**Extracted information**
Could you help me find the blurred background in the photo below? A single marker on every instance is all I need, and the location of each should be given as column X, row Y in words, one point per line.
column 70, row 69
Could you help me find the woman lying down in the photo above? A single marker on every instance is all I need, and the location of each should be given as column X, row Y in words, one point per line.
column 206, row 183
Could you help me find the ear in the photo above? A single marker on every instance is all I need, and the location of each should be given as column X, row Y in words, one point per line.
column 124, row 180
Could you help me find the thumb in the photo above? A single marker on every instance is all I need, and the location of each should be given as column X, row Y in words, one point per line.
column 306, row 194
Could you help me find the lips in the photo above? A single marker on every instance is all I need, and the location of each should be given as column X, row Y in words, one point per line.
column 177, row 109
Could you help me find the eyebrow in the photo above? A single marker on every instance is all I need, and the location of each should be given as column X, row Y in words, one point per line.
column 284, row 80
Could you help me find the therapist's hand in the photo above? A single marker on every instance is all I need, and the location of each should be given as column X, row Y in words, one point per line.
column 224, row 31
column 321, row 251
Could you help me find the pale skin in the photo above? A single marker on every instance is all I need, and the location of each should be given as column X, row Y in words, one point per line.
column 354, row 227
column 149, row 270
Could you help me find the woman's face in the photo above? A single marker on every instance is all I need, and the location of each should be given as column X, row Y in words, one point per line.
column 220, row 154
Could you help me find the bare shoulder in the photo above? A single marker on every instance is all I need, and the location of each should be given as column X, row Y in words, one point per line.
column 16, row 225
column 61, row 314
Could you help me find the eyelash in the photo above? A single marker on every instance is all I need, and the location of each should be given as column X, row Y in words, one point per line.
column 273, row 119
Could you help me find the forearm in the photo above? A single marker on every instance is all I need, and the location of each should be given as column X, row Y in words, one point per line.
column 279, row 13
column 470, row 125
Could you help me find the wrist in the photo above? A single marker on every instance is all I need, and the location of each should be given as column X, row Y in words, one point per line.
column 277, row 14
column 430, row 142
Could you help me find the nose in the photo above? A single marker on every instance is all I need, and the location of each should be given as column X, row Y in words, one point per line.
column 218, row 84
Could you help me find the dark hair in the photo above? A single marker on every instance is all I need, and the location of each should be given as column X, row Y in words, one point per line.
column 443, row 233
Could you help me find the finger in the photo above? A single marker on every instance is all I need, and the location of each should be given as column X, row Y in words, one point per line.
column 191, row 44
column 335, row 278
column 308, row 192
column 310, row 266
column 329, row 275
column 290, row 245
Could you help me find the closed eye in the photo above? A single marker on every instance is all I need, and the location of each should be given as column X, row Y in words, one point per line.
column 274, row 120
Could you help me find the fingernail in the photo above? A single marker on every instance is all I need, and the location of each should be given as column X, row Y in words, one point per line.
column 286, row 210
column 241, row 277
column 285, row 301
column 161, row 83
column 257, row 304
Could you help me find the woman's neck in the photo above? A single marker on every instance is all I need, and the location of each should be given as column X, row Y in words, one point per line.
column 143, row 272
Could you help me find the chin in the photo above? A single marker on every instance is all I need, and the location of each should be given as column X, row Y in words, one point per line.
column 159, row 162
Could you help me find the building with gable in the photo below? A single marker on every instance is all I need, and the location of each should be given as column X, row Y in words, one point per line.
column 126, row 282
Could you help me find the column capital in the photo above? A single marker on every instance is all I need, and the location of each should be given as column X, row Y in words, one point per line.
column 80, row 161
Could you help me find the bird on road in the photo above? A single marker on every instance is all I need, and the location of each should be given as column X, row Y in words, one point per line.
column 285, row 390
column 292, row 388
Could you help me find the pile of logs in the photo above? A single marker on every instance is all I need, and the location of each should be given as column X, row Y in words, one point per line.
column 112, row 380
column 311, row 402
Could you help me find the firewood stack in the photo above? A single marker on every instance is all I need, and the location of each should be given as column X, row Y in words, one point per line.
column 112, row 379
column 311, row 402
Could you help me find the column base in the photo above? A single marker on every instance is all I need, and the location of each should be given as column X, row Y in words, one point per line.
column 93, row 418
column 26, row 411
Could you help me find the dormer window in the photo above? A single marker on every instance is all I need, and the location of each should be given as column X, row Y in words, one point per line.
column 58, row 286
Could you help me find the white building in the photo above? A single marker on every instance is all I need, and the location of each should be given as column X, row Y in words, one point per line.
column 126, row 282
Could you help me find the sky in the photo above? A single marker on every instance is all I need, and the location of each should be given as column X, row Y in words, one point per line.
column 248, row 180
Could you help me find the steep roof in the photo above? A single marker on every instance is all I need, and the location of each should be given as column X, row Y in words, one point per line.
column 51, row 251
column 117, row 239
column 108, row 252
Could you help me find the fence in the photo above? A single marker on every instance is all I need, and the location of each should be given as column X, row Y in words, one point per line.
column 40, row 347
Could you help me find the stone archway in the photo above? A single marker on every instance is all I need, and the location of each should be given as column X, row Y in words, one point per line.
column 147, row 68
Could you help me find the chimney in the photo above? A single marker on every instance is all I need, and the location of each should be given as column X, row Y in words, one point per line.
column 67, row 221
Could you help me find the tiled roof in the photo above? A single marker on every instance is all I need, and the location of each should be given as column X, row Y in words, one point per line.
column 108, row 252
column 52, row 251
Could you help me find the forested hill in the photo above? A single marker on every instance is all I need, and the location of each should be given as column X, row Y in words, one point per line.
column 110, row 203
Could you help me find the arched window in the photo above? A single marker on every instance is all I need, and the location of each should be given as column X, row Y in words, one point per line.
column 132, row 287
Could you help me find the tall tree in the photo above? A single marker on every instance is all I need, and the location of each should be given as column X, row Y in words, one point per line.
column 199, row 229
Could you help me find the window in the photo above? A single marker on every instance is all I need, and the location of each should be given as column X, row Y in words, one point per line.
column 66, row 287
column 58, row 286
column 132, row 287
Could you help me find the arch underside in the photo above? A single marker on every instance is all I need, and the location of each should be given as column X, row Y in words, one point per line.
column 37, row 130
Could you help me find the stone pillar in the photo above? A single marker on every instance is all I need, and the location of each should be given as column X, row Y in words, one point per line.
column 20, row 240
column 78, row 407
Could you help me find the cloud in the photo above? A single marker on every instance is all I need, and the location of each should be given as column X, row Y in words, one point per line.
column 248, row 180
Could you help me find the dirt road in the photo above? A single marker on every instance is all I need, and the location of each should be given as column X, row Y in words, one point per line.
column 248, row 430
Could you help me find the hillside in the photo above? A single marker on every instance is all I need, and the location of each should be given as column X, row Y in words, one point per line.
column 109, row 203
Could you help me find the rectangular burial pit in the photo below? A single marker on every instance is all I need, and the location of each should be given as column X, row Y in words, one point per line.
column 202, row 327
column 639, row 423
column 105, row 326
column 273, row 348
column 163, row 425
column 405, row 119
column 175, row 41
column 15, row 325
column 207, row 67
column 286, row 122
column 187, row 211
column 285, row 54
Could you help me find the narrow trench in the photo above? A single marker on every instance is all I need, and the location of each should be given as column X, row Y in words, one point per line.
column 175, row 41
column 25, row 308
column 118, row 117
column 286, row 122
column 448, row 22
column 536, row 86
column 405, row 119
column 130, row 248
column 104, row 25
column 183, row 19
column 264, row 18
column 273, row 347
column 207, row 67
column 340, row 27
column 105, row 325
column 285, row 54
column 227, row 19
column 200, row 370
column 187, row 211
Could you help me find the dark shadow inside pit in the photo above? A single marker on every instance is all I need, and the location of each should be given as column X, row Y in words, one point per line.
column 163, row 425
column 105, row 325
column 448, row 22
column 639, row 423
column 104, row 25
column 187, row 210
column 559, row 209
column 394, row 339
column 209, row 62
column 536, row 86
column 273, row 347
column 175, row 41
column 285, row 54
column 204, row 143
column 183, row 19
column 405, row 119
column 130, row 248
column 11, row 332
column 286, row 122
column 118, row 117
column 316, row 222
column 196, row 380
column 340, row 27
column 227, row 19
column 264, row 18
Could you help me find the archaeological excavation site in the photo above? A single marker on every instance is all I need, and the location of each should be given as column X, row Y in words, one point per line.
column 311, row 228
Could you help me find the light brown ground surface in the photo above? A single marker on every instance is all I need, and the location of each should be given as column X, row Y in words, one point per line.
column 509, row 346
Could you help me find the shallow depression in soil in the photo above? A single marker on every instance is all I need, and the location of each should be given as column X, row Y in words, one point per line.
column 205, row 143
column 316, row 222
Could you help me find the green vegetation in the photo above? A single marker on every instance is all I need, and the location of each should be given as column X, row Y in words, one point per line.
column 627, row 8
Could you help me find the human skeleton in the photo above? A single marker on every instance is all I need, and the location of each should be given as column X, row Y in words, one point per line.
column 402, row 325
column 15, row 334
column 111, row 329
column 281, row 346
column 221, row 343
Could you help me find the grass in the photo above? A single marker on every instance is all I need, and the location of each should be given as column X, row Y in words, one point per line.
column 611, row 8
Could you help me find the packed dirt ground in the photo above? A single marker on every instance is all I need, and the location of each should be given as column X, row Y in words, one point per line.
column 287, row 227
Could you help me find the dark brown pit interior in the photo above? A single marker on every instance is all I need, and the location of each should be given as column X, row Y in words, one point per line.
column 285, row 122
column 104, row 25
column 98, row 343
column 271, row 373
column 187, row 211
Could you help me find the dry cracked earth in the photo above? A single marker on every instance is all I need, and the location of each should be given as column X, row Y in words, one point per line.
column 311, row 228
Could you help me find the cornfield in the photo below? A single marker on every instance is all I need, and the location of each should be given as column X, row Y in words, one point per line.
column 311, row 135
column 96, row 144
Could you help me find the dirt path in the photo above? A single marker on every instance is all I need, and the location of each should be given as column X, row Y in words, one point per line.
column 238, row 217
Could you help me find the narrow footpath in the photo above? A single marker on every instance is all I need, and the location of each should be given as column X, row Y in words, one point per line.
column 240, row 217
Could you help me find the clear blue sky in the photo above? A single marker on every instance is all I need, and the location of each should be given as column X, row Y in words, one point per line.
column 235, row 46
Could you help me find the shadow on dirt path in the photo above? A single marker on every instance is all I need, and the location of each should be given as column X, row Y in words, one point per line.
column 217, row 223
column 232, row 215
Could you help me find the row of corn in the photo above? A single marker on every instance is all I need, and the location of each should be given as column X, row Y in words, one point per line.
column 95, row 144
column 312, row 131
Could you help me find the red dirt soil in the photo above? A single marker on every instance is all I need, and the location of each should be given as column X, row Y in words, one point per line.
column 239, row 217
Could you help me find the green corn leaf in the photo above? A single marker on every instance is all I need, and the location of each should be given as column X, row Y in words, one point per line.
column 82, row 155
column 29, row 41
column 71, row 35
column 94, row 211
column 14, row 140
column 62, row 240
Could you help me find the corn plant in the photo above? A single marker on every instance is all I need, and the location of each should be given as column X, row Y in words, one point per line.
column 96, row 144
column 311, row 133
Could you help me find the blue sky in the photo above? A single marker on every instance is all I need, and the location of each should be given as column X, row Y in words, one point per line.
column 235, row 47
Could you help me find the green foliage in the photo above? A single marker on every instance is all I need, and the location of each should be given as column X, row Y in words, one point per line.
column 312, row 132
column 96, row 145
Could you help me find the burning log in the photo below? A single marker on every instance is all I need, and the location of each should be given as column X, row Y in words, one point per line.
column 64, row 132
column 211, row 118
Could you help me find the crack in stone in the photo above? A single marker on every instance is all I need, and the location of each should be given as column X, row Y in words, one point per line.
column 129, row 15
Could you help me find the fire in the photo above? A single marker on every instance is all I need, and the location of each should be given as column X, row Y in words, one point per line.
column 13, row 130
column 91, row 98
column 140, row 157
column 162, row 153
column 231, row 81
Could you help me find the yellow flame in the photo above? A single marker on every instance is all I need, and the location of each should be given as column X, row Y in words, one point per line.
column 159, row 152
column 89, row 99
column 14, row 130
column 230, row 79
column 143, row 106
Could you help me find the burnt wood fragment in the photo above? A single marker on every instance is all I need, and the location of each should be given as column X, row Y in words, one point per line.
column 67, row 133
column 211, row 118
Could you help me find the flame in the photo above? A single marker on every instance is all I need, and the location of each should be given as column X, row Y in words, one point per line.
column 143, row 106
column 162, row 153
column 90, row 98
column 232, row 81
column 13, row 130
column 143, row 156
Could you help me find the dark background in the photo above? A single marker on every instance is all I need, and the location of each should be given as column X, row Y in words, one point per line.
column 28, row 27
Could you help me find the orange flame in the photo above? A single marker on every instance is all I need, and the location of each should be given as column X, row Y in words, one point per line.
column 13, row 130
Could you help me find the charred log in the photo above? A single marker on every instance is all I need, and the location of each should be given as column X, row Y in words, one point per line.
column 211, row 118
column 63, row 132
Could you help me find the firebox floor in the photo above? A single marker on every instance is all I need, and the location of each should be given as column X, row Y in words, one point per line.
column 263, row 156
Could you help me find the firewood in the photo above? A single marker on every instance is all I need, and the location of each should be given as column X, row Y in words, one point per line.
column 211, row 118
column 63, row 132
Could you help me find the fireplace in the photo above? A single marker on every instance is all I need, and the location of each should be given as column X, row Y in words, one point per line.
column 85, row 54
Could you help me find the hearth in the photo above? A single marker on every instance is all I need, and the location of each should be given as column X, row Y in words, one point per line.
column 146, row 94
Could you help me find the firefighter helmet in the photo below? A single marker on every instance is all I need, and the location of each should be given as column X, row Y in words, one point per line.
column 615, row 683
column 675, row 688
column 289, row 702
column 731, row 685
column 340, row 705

**Problem details**
Output everything from the start of the records down to the line containing "column 177, row 109" as a two-column CSV with the header row entry,reply. Use one row per entry, putting its text under entry and its answer under reply, each as a single quoted field with any line breaks replaced by spaces.

**Solution below**
entry,reply
"Could you help me find the blurred background in the photo below? A single marker on every instance is all I need, and the location of each should be given as column X, row Y in words, one point per line.","column 70, row 69"
"Could you help me find the woman lying down in the photo above? A single marker on every instance is all I need, and the location of each should be given as column X, row Y in words, one point per line.","column 206, row 183"
"Could you help me find the ear in the photo above? A single marker on every instance is all I need, and the location of each should be given as column X, row Y in words, one point per line.","column 124, row 180"
"Could you help me find the thumb in the photo above? A single marker on every instance is all I need, and the location of each should be given as column X, row Y in words, one point per line.","column 306, row 194"
"Could you help me find the lips in the photo above? A single marker on every instance is all I need, and the location of each should be given as column X, row Y in words, one point per line.","column 177, row 109"